CONSIGNES:
1. D'après le texte choisi, pouvez-vous répondre à ces questions ?
(a) Quel réalisateur signe le film de 1952 ?
(b) Quel acteur interprète le directeur du cirque, Brad Braden ?
(c) Quel personnage est le dresseur d'éléphants ?
2. Pouvez-vous réécrire tout ce qui va de "De la sciure" jusqu'à "Affiches USA (movieposterdb.com)" dans le texte choisi, en remplaçant "Tonton" par "Oncle" ?

TEXTE CHOISI:
Le plus grand chapiteau du monde (The greatest show on earth)

De la sciure dans les veines

De retour dans son occupation favorite de dépoussiérage de sa mémoire, Tonton Sylvain, ce brave homme, ne pouvait pas rater l'occasion du passage de ce film de 1952 sur son satellite personnel. Une projection un peu nocturne, certes, mais on n'est pas à ça près quand on est investi d'une mission de cette envergure. D'autant que la chose est signée de Cecil B. DeMille, un monument d'Hollywood, et se présente comme une de ces interminables et spectaculaires sagas dont le Maître était coutumier. De plus, avec un Oscar à la clé, Tonton aurait eu bien mauvaise grâce à manquer l'évènement et l'opportunité de compléter sa collection d'avis autorisés. En avant donc pour l'aventure et pour « Sous le plus grand chapiteau du monde », ou « The greatest show on earth » pour les initiés à la langue de Bernard Shaw.

Affiches USA (movieposterdb.com)
L'histoire est assez simple. Un cirque monumental est sur la sellette au départ de sa tournée annuelle à la limite de ses possibilités financières. Mais le directeur, Brad Braden (Charlton Heston), tient bon face aux financiers et la tournée démarre avec l'argument de l'engagement du Grand Sebastian (Cornel Wilde), une vedette du trapèze volant à la réputation sulfureuse. Comme prévu, les dames de la troupe sont en émoi. Néanmoins s'engage une rivalité entre Sebastian et Holly (Betty Hutton), une consœur accessoirement petite amie de Braden, qui se voit retirer par celui-ci la glorieuse piste centrale pour raisons promotionnelles. La compétition tourne au drame quand Sebastian tombe en pleine représentation en tentant une voltige inédite et en sort handicapé d'un bras. Holly en éprouve une telle culpabilité qu'elle s'écarte de Braden pour se rapprocher de Sebastian qu'elle convainc de rester dans le cirque à un poste d'intendance. Parallèlement, Angel (Gloria Grahame) lui dispute alternativement Braden et Sebastian, suscitant la jalousie de son compagnon Klaus (Lyle Bettger), le dresseur d'éléphants pour qui elle officie. C'est justement cette jalousie qui pousse Klaus à participer au braquage de la caisse du cirque, braquage qui causera un spectaculaire accident de train au cours duquel Braden, grièvement blessé, n'est sauvé que par l'intervention de Sebastian et d'un clown (James Stewart) qui se révèle être un chirurgien en fuite, tandis qu'Holly sauve le cirque lui-même en le relevant de ses ruines.

CONTENU DES DONNÉES:
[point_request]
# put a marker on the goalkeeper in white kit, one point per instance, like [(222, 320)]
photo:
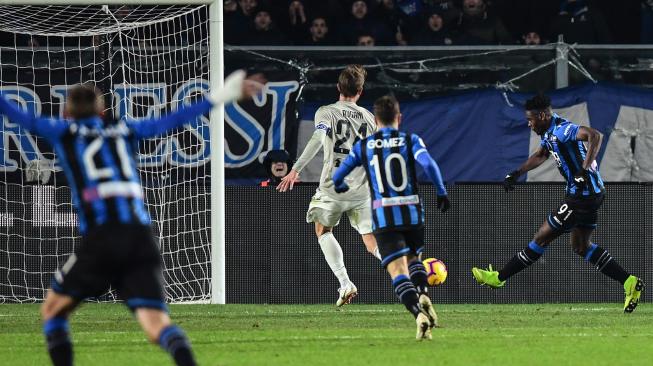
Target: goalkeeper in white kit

EXERCICE CORRIGÉ:
1.
(a) Cecil B. DeMille
(b) Charlton Heston
(c) Klaus

2.
De la sciure dans les veines

De retour dans son occupation favorite de dépoussiérage de sa mémoire, Oncle Sylvain, ce brave homme, ne pouvait pas rater l'occasion du passage de ce film de 1952 sur son satellite personnel. Une projection un peu nocturne, certes, mais on n'est pas à ça près quand on est investi d'une mission de cette envergure. D'autant que la chose est signée de Cecil B. DeMille, un monument d'Hollywood, et se présente comme une de ces interminables et spectaculaires sagas dont le Maître était coutumier. De plus, avec un Oscar à la clé, Oncle aurait eu bien mauvaise grâce à manquer l'évènement et l'opportunité de compléter sa collection d'avis autorisés. En avant donc pour l'aventure et pour « Sous le plus grand chapiteau du monde », ou « The greatest show on earth » pour les initiés à la langue de Bernard Shaw.

Affiches USA (movieposterdb.com)